Обычных кулис не было: темные провалы, казавшиеся бесконечными… огромные колонны, уходящие в заоблачную высь… красные пятна диванов и стульев… блики электрического освещения…уродливые лица старух… Живых людей в спектакле не было. Были безликие, абстрактные фигуры — те же марионетки. «Лица похожи на маски, — констатирует А. П. Зонов (режиссер труппы Мейерхольда), — с непомерно увеличенными или уменьшенными частями: носатые и совсем безносые, глаза дико вытаращенные, почти вылезшие из орбит и сузившиеся до едва видимых щелей и точек; кадыки и крохотные подбородки». Но этот символистский прием упал на добрую почву. Не замечая схематичности, зритель ощущал преставление как некую сказку или притчу. Недаром сам Андреев обронил ненароком, что ему свойственно искать «ирреальное в реальном» — эта реплика оказалась умнее, нежели ее автор. Именно в реальном. Хотя не всегда этот поиск кончался удачей. В данном случае — с помощью Мейерхольда — это удалось. Отдельные сцены — «Бал у человека», «Рождение», «Смерть», поставленные в духе фантазмов Гойи, — восхитили даже Кугеля. Сам Мейерхольд радостно констатировал: «Эта постановка показала, что не все в новом театре сводится к тому, чтобы дать сцену как плоскость. Искания нового театра не ограничиваются тем, чтобы, как это многие думали, всю систему декораций свести до живописного панно, а фигуры актеров слить с этим панно, сделать их плоскими, условными, барельефными».

## Задание
Какие отдельные сцены, согласно тексту о постановке Мейерхольда, восхитили даже Кугеля?

## Извлечённые строки
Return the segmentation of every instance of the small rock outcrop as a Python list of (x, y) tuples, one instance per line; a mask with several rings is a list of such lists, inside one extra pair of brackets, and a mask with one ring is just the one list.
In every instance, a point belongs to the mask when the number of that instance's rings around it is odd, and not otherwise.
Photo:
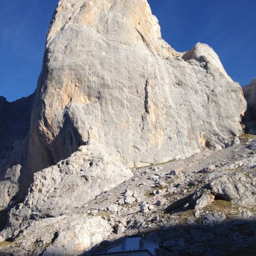
[(45, 219), (17, 234), (18, 246), (1, 249), (1, 255), (80, 255), (108, 238), (112, 228), (101, 217), (79, 215)]
[(247, 110), (243, 118), (245, 131), (256, 134), (256, 78), (243, 87), (244, 95), (247, 102)]
[(91, 139), (127, 167), (164, 162), (227, 146), (246, 110), (212, 49), (177, 52), (146, 0), (60, 0), (33, 106), (24, 148), (1, 168), (2, 207)]

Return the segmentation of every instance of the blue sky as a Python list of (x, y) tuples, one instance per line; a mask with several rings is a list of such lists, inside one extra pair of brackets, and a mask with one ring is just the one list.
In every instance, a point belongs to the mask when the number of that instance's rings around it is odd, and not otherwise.
[[(175, 50), (208, 44), (242, 85), (256, 77), (256, 0), (148, 0), (163, 38)], [(0, 95), (35, 90), (58, 0), (0, 0)]]

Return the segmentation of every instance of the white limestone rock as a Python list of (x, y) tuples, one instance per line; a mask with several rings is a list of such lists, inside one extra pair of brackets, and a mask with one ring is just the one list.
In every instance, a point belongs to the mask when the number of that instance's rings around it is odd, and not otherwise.
[(146, 0), (60, 0), (25, 153), (17, 149), (1, 169), (0, 206), (90, 139), (129, 167), (164, 162), (224, 147), (240, 134), (245, 109), (213, 50), (199, 43), (176, 52)]
[[(131, 170), (116, 161), (113, 152), (91, 140), (57, 165), (35, 174), (24, 203), (11, 210), (9, 229), (13, 231), (38, 218), (58, 216), (132, 177)], [(12, 233), (3, 234), (7, 238)]]
[(1, 247), (0, 254), (8, 255), (79, 255), (106, 239), (112, 231), (100, 217), (79, 215), (40, 220), (22, 230), (17, 245)]
[(256, 134), (256, 78), (249, 84), (244, 86), (243, 91), (248, 105), (243, 120), (246, 131)]

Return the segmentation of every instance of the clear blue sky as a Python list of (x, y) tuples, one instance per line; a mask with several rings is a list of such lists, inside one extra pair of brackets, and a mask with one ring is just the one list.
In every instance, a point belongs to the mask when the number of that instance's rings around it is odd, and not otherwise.
[[(178, 51), (208, 44), (242, 85), (256, 77), (256, 0), (149, 0), (163, 38)], [(35, 90), (58, 0), (0, 0), (0, 95)]]

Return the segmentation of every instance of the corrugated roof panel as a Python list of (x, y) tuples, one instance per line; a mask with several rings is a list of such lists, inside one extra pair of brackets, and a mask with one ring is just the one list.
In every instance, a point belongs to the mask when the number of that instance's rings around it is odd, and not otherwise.
[(123, 251), (140, 249), (140, 238), (125, 238), (123, 244)]

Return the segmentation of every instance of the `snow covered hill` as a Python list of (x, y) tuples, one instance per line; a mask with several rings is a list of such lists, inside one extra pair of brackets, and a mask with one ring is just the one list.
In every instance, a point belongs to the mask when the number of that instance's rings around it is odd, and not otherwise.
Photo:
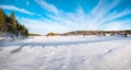
[(131, 37), (36, 36), (0, 44), (0, 70), (131, 70)]

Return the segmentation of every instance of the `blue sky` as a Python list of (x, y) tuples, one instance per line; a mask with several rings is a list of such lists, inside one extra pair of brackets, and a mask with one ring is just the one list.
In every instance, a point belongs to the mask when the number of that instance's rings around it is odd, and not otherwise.
[(131, 0), (0, 0), (31, 33), (131, 30)]

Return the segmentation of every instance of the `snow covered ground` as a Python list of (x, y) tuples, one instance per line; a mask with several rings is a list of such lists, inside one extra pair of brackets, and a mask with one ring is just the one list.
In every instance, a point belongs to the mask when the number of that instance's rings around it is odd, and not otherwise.
[(0, 70), (131, 70), (131, 37), (36, 36), (0, 44)]

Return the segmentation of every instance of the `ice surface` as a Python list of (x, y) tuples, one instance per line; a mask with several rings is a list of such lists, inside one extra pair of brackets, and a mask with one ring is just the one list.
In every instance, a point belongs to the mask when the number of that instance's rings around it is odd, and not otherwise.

## Ожидаемый ответ
«Бал у человека», «Рождение» и «Смерть».